● **Trecho fornecido**
A paródia consiste na desconstrução das idéias ou do sentido de um texto retomado, sempre com um intuito crítico, e pode ou não estar ligada à produção de humor; no entanto, sempre preserva um certo teor de deboche ou de comicidade. O poema abaixo, de Chacal, ilustra a subversão empreendida pela paródia:
PAPO DE ÍNDIO
Veio uns ômi di saia preta
cheiu di caixinha e pó branco
qui êles disserum qui chamava açucri
Aí êles falaram e nós fechamu a cara
depois êles arepitirum e nós fechamu o corpo
Aí êles insistiram e nós comemu êles.
(Chacal)
Primeiramente, desconstrói-se o discurso histórico canônico através da subversão do ponto de vista tradicional sobre o início da colonização brasileira. Geralmente, têm-se a visão do homem branco sobre o indígena, a do conquistador sobre o conquistado, a do vencedor sobre o vencido; no poema, o papo de índio, comumente associado a algo vazio, sem sentido ou valor, é colocado como a fala central e reveladora de sua atitude diante do colonizador. Através do registro bruto de um português rudimentar, que representa a fala do nativo, o próprio índio nos conta como os homens de saia preta, os navegantes europeus, tentam convencê-los a lhes dar açúcar. Mas sua insistência incomoda tanto os índios, que os “selvagens” são obrigados a recorrer à antropofagia, o que os torna, assim, os vencedores.
A antropofagia pode também ser entendida como uma alusão à estética apregoada por um dos porta-vozes do movimento modernista de 1922, Oswald de Andrade, segundo quem a literatura nacional devia-se valer de todas as referências artísticas e culturais estrangeiras, comê-las, e transformá-las numa arte genuinamente nativa.
Da mesma forma, os escritos de Antonio Carlos Brito, o Cacaso, contém doses fartas de ironia e paródia, como no poema abaixo:
E COM VOCÊS A MODERNIDADE
Meu verso é profundamente romântico
Choram cavaquinhos luares se derramam e vai
Por aí a longa sombra de rumores e ciganos.

● **Requisitos**
[1] Segundo o texto sobre a paródia, quais são as visões que geralmente se têm sobre o início da colonização brasileira? Enumere todas.
[2] Prossiga o texto sobre a paródia a partir do ponto em que ele termina.

● **Itens armazenados de uma coleção**
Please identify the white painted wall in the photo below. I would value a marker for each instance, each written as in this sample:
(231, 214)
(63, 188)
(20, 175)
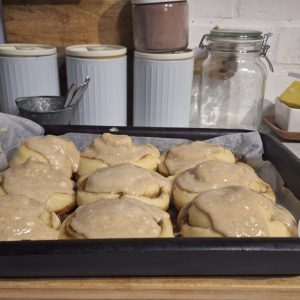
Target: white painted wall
(281, 17)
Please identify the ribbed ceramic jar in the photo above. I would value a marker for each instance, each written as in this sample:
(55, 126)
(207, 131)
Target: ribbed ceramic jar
(105, 100)
(26, 70)
(162, 88)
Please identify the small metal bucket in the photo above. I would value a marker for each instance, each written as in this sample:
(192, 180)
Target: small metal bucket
(45, 110)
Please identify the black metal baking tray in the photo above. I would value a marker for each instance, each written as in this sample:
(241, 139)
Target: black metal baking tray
(161, 257)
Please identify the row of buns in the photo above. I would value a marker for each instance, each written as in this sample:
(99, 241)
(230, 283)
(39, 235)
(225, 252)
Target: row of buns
(124, 190)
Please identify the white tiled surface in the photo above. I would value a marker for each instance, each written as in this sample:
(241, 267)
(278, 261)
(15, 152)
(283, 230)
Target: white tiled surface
(281, 17)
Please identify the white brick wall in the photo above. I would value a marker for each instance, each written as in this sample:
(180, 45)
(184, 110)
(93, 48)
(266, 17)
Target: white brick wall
(281, 17)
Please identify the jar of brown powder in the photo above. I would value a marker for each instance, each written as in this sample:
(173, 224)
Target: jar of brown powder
(160, 25)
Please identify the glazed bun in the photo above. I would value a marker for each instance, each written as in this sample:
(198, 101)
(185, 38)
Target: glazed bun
(214, 174)
(39, 181)
(185, 156)
(235, 212)
(125, 180)
(118, 218)
(109, 150)
(59, 153)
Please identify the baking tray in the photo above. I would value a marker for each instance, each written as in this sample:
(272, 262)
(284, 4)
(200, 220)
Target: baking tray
(161, 257)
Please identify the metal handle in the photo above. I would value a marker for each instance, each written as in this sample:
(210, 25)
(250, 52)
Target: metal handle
(201, 44)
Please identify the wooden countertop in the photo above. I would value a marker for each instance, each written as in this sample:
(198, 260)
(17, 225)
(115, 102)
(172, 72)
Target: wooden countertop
(208, 288)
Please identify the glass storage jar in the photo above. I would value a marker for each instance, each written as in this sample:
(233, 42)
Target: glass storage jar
(232, 81)
(160, 25)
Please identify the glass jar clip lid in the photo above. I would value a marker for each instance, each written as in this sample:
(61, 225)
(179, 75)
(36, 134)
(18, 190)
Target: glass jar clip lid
(236, 36)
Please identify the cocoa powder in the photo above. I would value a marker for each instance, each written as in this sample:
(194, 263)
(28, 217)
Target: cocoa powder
(160, 27)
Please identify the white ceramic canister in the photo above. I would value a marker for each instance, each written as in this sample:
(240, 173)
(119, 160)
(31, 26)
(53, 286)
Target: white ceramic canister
(26, 70)
(162, 88)
(105, 101)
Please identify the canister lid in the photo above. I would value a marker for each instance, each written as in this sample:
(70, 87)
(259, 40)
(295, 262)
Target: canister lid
(154, 1)
(95, 50)
(174, 55)
(26, 50)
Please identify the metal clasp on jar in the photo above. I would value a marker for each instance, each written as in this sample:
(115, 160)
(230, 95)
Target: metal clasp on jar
(264, 49)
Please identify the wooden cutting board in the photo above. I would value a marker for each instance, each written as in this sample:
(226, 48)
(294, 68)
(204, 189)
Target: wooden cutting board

● **As respostas**
[1] A do homem branco sobre o indígena; a do conquistador sobre o conquistado; a do vencedor sobre o vencido.

[2]
Ai que saudade que tenho de meus negros verdes
anos!
(Antonio Carlos Brito)
O texto aponta uma visão desiludida com a “modernidade”, no caso, com o suposto avanço político, tecnológico e social brasileiro. Desconstruindo o conhecido poema romântico “Meus oito anos”, de Casimiro de Abreu, Cacaso diz ter saudade da infância, ou melhor, da imaturidade, dos “negros verdes anos”, mas as idealizações presentes no poema representam apenas uma postura debochada de descrença e enfado. Um de seus mais famosos poemas, “Jogos florais”, ilustra o conteúdo parodístico revestido de sátira política:
Jogos Florais
I
Minha terra tem palmeiras
onde canta o tico-tico
Enquanto isso o sabiá
vive comendo o meu fubá
Ficou moderno o Brasil
ficou moderno o milagre
a água já não vira vinho
vira direto vinagre
II
Minha terra tem Palmares
memória cala-te já
Peço licença poética
Belém capital Pará
Bem, meus prezados senhores
dado o avanço da hora
errata e efeitos do vinho
o poeta sai de fininho.
(será mesmo com esses dois esses
que se escreve paçarinho?)
(Antonio Carlos de Brito)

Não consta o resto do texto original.